Work required: Look through the records and report how many lines include the word "slat", with no other words.

[Data entries]
::::::

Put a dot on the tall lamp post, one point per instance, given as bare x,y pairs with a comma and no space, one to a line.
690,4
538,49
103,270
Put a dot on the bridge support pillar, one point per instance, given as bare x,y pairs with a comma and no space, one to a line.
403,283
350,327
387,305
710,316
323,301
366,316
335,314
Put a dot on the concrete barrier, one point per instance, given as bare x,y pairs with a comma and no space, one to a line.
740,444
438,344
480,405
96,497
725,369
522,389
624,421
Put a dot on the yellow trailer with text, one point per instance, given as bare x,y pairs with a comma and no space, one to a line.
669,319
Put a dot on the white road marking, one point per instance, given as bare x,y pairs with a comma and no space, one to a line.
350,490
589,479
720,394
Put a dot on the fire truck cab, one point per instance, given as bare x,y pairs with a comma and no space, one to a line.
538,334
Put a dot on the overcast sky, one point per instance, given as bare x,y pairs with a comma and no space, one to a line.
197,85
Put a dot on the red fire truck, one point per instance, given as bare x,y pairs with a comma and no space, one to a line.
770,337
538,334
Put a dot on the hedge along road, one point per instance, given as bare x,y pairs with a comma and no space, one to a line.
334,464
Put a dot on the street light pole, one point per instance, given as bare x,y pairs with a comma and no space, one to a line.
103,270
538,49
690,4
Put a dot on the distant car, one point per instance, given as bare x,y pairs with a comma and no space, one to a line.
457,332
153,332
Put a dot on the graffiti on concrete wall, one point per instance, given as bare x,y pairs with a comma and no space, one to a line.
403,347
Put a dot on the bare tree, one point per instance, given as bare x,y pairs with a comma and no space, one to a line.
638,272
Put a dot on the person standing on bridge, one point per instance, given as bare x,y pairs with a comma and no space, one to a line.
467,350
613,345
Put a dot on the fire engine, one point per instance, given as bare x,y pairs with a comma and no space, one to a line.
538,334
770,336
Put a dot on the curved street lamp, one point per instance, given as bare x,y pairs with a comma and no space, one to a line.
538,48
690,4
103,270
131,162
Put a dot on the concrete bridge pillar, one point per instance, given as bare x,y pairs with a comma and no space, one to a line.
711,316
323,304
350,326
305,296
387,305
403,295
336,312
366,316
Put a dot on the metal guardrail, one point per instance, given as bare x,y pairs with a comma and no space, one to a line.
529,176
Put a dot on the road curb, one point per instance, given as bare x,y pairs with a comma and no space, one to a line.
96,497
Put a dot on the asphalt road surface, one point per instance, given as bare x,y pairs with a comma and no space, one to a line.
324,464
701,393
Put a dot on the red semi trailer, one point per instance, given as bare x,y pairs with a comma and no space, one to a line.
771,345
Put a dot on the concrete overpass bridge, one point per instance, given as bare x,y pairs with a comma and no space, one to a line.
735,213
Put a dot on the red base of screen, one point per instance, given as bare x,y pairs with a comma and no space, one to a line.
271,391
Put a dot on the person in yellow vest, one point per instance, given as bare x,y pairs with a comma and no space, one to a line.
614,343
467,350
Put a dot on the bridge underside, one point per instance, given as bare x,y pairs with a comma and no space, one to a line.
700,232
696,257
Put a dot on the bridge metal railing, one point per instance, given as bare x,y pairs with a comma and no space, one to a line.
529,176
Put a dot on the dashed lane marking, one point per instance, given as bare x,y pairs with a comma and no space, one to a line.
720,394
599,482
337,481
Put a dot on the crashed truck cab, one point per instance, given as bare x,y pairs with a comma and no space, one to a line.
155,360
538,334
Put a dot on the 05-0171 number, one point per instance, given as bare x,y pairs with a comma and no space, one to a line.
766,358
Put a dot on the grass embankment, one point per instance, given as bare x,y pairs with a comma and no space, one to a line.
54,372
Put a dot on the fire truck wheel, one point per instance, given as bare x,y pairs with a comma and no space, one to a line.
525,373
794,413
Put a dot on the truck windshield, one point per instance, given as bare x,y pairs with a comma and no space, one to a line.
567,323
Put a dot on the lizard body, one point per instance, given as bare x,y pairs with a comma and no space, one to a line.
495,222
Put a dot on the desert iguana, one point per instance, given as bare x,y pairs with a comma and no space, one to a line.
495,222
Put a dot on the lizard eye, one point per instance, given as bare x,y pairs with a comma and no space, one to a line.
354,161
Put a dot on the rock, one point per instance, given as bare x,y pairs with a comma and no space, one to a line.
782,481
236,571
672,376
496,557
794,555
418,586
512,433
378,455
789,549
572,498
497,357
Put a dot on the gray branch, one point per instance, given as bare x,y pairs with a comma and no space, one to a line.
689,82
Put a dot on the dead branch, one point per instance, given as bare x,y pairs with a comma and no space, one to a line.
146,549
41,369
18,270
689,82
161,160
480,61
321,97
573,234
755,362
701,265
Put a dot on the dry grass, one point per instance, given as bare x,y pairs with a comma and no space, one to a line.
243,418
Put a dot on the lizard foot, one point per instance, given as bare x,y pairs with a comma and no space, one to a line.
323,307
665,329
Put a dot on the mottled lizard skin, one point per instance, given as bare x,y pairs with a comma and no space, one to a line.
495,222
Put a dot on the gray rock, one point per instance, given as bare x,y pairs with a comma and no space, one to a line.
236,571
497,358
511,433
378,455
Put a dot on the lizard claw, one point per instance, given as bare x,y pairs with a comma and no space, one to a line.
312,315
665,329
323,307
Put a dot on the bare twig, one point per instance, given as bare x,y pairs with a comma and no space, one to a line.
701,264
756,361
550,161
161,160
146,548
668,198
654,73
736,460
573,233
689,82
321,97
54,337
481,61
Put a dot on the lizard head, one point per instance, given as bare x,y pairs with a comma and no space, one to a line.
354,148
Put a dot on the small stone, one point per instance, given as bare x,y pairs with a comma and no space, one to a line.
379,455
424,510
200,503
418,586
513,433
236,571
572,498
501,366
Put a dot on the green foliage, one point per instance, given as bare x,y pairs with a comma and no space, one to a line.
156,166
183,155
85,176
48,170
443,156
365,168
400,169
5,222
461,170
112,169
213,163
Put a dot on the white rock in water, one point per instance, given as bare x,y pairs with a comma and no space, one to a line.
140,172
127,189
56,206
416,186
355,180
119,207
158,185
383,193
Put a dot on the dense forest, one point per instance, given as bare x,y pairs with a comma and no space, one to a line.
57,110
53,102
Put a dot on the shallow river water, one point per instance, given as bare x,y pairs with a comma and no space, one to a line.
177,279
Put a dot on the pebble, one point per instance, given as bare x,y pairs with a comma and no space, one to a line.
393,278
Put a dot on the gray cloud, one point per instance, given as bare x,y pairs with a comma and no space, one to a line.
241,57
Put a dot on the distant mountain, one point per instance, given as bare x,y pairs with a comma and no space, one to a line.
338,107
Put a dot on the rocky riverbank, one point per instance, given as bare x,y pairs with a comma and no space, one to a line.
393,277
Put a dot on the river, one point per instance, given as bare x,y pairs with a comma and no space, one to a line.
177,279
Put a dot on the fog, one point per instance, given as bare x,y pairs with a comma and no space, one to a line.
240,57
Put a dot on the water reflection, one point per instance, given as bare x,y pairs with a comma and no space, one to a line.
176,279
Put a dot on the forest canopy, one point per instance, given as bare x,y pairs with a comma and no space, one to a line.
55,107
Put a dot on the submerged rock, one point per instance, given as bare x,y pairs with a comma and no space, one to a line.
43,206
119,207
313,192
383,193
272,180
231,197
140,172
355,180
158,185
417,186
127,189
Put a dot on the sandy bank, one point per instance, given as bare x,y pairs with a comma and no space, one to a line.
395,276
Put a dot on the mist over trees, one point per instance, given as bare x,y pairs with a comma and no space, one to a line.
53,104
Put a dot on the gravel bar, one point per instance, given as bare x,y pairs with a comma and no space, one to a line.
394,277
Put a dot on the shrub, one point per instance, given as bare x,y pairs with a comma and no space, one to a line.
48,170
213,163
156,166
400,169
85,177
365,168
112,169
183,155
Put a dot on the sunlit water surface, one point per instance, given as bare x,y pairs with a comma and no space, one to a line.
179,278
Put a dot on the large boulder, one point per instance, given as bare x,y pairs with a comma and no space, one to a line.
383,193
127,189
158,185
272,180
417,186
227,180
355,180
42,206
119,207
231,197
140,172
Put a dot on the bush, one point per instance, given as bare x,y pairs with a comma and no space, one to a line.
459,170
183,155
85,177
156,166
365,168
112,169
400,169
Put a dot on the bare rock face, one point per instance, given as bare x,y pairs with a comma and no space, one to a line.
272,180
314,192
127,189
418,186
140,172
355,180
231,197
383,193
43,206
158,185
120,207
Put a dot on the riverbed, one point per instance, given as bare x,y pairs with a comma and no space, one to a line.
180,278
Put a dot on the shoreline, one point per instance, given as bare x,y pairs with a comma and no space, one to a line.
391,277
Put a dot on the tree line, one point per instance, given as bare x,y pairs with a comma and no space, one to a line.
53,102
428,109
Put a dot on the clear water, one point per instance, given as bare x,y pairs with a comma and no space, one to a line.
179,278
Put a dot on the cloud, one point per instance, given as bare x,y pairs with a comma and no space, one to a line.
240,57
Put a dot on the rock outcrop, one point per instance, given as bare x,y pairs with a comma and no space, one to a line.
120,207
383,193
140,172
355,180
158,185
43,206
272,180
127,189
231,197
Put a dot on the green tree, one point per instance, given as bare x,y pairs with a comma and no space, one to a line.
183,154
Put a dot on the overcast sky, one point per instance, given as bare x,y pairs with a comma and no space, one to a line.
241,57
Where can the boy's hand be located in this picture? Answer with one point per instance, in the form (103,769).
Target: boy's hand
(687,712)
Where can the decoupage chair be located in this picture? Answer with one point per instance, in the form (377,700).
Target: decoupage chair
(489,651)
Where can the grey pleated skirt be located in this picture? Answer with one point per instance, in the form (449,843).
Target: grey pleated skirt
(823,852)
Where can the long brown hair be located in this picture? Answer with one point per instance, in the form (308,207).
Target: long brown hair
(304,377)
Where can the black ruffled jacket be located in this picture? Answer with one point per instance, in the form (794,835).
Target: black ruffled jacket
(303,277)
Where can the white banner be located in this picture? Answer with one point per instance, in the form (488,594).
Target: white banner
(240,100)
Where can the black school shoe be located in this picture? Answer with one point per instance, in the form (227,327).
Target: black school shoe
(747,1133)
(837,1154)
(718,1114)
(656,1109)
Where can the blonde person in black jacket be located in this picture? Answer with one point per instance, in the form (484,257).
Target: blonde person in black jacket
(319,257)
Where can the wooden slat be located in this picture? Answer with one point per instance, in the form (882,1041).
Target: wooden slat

::::::

Expected output: 2